Location labeling records
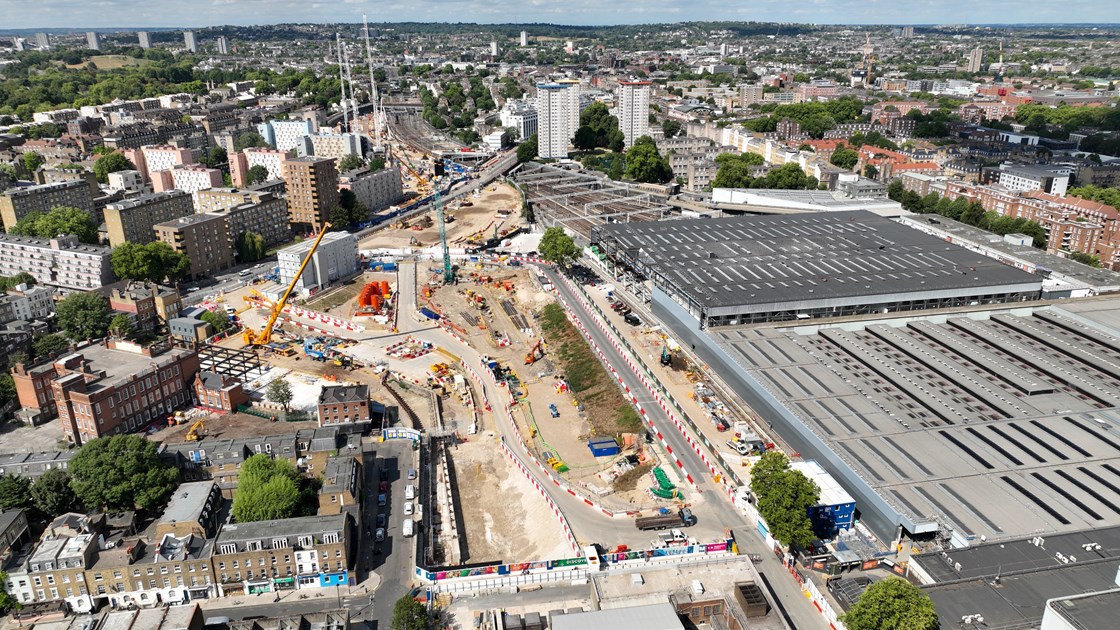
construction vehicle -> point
(264, 335)
(665, 520)
(196, 432)
(535, 353)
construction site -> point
(580, 201)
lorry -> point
(681, 518)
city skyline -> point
(133, 14)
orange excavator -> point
(535, 353)
(264, 335)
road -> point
(716, 507)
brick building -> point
(108, 388)
(344, 404)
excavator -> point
(535, 353)
(264, 335)
(197, 431)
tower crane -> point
(266, 335)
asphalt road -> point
(717, 506)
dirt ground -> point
(505, 518)
(482, 215)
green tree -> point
(410, 614)
(111, 163)
(31, 161)
(48, 344)
(53, 494)
(248, 140)
(257, 174)
(526, 150)
(59, 220)
(15, 492)
(121, 472)
(892, 604)
(120, 326)
(670, 128)
(644, 163)
(845, 158)
(557, 247)
(218, 321)
(351, 161)
(83, 315)
(280, 392)
(267, 490)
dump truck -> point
(681, 518)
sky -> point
(103, 14)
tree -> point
(558, 247)
(52, 493)
(83, 316)
(526, 150)
(248, 140)
(31, 161)
(409, 614)
(120, 326)
(845, 158)
(267, 490)
(351, 161)
(59, 220)
(280, 392)
(892, 604)
(48, 344)
(670, 128)
(257, 174)
(784, 497)
(644, 163)
(15, 492)
(111, 163)
(150, 262)
(218, 321)
(121, 472)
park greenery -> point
(83, 316)
(271, 489)
(57, 221)
(150, 262)
(784, 497)
(971, 213)
(122, 472)
(892, 604)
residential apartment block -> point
(106, 388)
(272, 555)
(248, 211)
(335, 259)
(25, 198)
(313, 191)
(203, 238)
(271, 159)
(344, 404)
(132, 221)
(62, 262)
(374, 190)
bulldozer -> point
(535, 353)
(196, 432)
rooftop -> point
(755, 262)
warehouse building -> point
(754, 269)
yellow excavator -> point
(264, 335)
(197, 431)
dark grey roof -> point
(336, 394)
(743, 260)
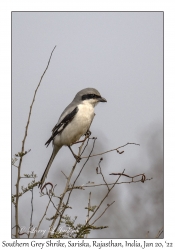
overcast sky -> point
(121, 55)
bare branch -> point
(115, 149)
(22, 149)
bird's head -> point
(90, 95)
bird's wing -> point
(60, 126)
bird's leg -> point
(88, 133)
(78, 158)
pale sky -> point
(121, 55)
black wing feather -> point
(61, 126)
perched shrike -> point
(74, 122)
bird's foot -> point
(88, 133)
(77, 158)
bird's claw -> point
(77, 158)
(88, 133)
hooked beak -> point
(102, 99)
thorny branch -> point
(22, 149)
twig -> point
(74, 182)
(103, 199)
(22, 149)
(31, 213)
(159, 233)
(102, 174)
(115, 149)
(103, 212)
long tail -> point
(55, 151)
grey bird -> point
(73, 123)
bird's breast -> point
(78, 126)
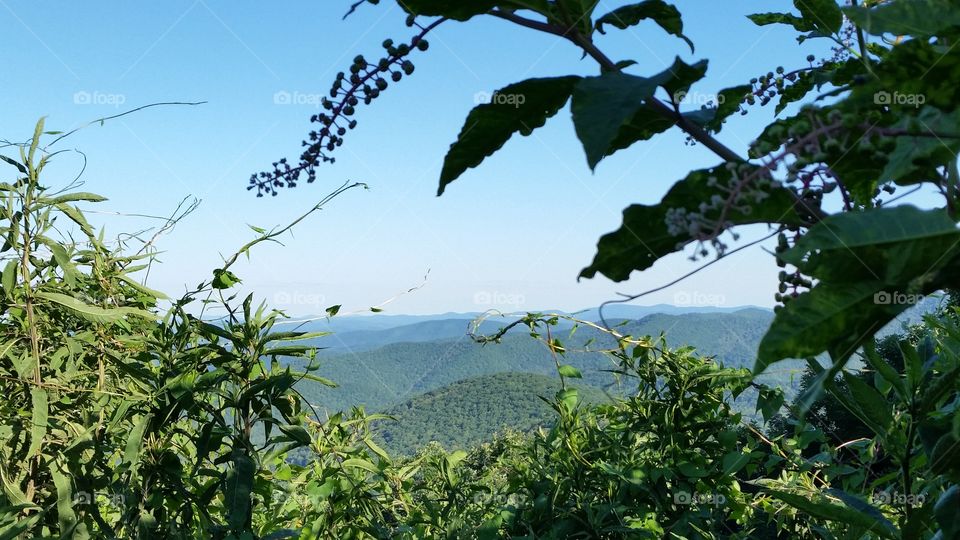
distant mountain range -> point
(381, 368)
(469, 412)
(441, 385)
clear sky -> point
(512, 234)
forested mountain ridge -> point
(468, 412)
(390, 374)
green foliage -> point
(125, 420)
(467, 413)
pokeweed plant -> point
(874, 124)
(125, 420)
(889, 126)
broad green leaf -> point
(15, 163)
(820, 506)
(519, 108)
(869, 405)
(61, 257)
(92, 313)
(66, 515)
(238, 486)
(9, 277)
(769, 402)
(691, 470)
(571, 372)
(72, 197)
(569, 398)
(665, 15)
(825, 14)
(357, 463)
(734, 461)
(143, 288)
(297, 433)
(74, 214)
(10, 488)
(798, 23)
(886, 371)
(916, 158)
(728, 103)
(132, 451)
(376, 449)
(293, 336)
(646, 235)
(863, 507)
(462, 11)
(893, 245)
(35, 141)
(316, 378)
(608, 108)
(828, 317)
(579, 13)
(918, 18)
(224, 279)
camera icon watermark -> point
(896, 98)
(297, 298)
(685, 97)
(283, 97)
(896, 298)
(685, 498)
(512, 100)
(898, 499)
(86, 498)
(84, 97)
(698, 299)
(497, 298)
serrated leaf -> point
(665, 15)
(824, 14)
(826, 317)
(460, 11)
(611, 111)
(798, 23)
(645, 236)
(915, 157)
(517, 108)
(919, 18)
(92, 313)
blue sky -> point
(511, 235)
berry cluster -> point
(364, 82)
(791, 283)
(735, 188)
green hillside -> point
(466, 413)
(388, 375)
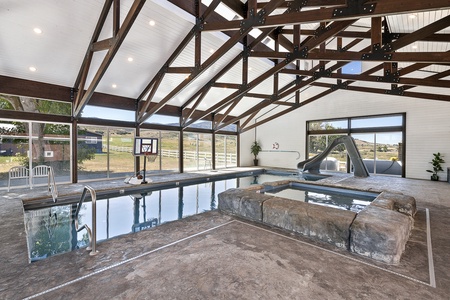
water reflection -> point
(52, 230)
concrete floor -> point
(216, 256)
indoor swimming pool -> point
(322, 195)
(51, 230)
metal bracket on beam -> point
(72, 94)
(395, 91)
(389, 77)
(252, 20)
(355, 7)
(339, 86)
(388, 38)
(321, 30)
(378, 53)
(296, 6)
(296, 54)
(322, 73)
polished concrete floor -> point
(216, 256)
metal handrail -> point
(52, 184)
(91, 233)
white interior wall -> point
(427, 129)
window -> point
(379, 140)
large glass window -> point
(104, 152)
(226, 151)
(34, 105)
(45, 143)
(381, 152)
(336, 160)
(168, 157)
(379, 140)
(197, 154)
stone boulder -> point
(383, 203)
(403, 203)
(380, 234)
(244, 203)
(330, 225)
(230, 200)
(287, 214)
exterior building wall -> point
(427, 129)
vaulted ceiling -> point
(229, 61)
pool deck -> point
(216, 256)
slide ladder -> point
(312, 165)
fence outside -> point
(229, 158)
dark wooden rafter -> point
(332, 88)
(287, 90)
(432, 80)
(82, 74)
(246, 27)
(438, 37)
(384, 49)
(265, 32)
(373, 9)
(117, 42)
(288, 58)
(376, 44)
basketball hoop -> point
(151, 157)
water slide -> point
(312, 164)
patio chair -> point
(39, 171)
(18, 173)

- [What you have to do]: Return the material word for word. Pictures are not part of the copy.

- [Solution to this task]:
construction vehicle -> point
(264, 335)
(665, 520)
(196, 432)
(535, 353)
construction site -> point
(580, 201)
lorry -> point
(681, 518)
city skyline -> point
(133, 14)
orange excavator -> point
(535, 353)
(264, 335)
road -> point
(716, 507)
brick building -> point
(108, 388)
(344, 404)
excavator -> point
(535, 353)
(264, 335)
(197, 431)
tower crane -> point
(266, 335)
asphalt road -> point
(717, 506)
dirt ground -> point
(505, 518)
(482, 215)
green tree -> point
(410, 614)
(111, 163)
(31, 161)
(48, 344)
(53, 494)
(248, 140)
(257, 174)
(526, 150)
(59, 220)
(15, 492)
(121, 472)
(892, 604)
(120, 326)
(670, 128)
(644, 163)
(845, 158)
(557, 247)
(218, 321)
(351, 161)
(83, 315)
(280, 392)
(267, 490)
dump truck -> point
(681, 518)
sky -> point
(103, 14)
tree -> point
(558, 247)
(52, 493)
(83, 316)
(526, 150)
(248, 140)
(31, 161)
(409, 614)
(120, 326)
(845, 158)
(267, 490)
(351, 161)
(59, 220)
(280, 392)
(892, 604)
(48, 344)
(670, 128)
(257, 174)
(784, 497)
(644, 163)
(15, 492)
(111, 163)
(150, 262)
(218, 321)
(121, 472)
park greenery -> point
(83, 316)
(271, 489)
(57, 221)
(150, 262)
(784, 497)
(971, 213)
(122, 472)
(892, 604)
residential apartment block -> point
(106, 388)
(272, 555)
(248, 211)
(335, 259)
(25, 198)
(313, 191)
(203, 238)
(271, 159)
(344, 404)
(132, 221)
(62, 262)
(374, 190)
bulldozer -> point
(535, 353)
(196, 432)
rooftop -> point
(755, 262)
warehouse building -> point
(754, 269)
yellow excavator -> point
(264, 335)
(197, 431)
dark grey roof -> point
(336, 394)
(743, 260)
overcast sky -> point
(121, 55)
bare branch -> point
(115, 149)
(22, 149)
bird's head -> point
(90, 95)
bird's wing -> point
(60, 126)
bird's leg -> point
(88, 133)
(78, 158)
pale sky -> point
(121, 55)
black wing feather -> point
(61, 126)
perched shrike -> point
(74, 122)
bird's foot -> point
(88, 133)
(77, 158)
bird's claw -> point
(77, 158)
(88, 133)
hooked beak -> point
(102, 99)
thorny branch -> point
(22, 149)
twig -> point
(74, 182)
(103, 199)
(22, 149)
(31, 213)
(159, 233)
(102, 174)
(115, 149)
(103, 212)
long tail -> point
(55, 151)
grey bird -> point
(73, 123)
bird's breast -> point
(78, 126)
distant mountain range -> point
(381, 368)
(469, 412)
(441, 385)
clear sky -> point
(512, 234)
forested mountain ridge -> point
(468, 412)
(390, 374)
green foliage -> point
(125, 420)
(467, 413)
pokeweed plant -> point
(874, 124)
(125, 420)
(889, 126)
broad green leaf -> point
(15, 163)
(820, 506)
(519, 108)
(869, 405)
(61, 257)
(92, 313)
(66, 515)
(238, 486)
(9, 277)
(769, 402)
(691, 470)
(571, 372)
(72, 197)
(569, 398)
(665, 15)
(825, 14)
(357, 463)
(734, 461)
(143, 288)
(297, 433)
(74, 214)
(10, 488)
(798, 23)
(886, 371)
(916, 158)
(728, 103)
(132, 451)
(376, 449)
(293, 336)
(646, 235)
(863, 507)
(462, 11)
(893, 245)
(35, 141)
(316, 378)
(608, 108)
(828, 317)
(579, 13)
(918, 18)
(224, 279)
camera icon watermark -> point
(896, 98)
(297, 298)
(685, 97)
(283, 97)
(896, 298)
(685, 498)
(512, 100)
(898, 499)
(86, 498)
(84, 97)
(698, 299)
(497, 298)
serrated leaf -> point
(665, 15)
(824, 14)
(826, 317)
(460, 11)
(611, 111)
(798, 23)
(645, 236)
(915, 157)
(517, 108)
(919, 18)
(92, 313)
blue sky -> point
(511, 235)
berry cluster -> point
(364, 82)
(791, 283)
(735, 188)
green hillside -> point
(466, 413)
(388, 375)
water reflection -> point
(52, 230)
concrete floor -> point
(216, 256)
indoor swimming pool -> point
(322, 195)
(51, 230)
metal bracket on beam -> point
(72, 94)
(395, 91)
(389, 77)
(252, 20)
(355, 7)
(339, 86)
(388, 38)
(321, 30)
(378, 53)
(296, 6)
(296, 54)
(322, 73)
polished concrete floor -> point
(216, 256)
metal handrail -> point
(52, 184)
(91, 233)
white interior wall -> point
(427, 129)
window -> point
(379, 140)
large glass window -> point
(104, 152)
(226, 151)
(34, 105)
(45, 143)
(381, 152)
(336, 160)
(168, 157)
(379, 140)
(197, 154)
stone boulder -> point
(383, 203)
(403, 203)
(380, 234)
(244, 203)
(330, 225)
(230, 200)
(287, 214)
exterior building wall -> point
(427, 129)
vaulted ceiling -> point
(229, 61)
pool deck -> point
(216, 256)
slide ladder -> point
(312, 165)
fence outside -> point
(229, 158)
dark wooden rafter -> point
(332, 88)
(287, 90)
(432, 80)
(82, 74)
(246, 27)
(438, 37)
(384, 49)
(265, 32)
(373, 9)
(117, 42)
(288, 58)
(376, 44)
basketball hoop -> point
(151, 157)
water slide -> point
(312, 164)
patio chair -> point
(39, 171)
(18, 173)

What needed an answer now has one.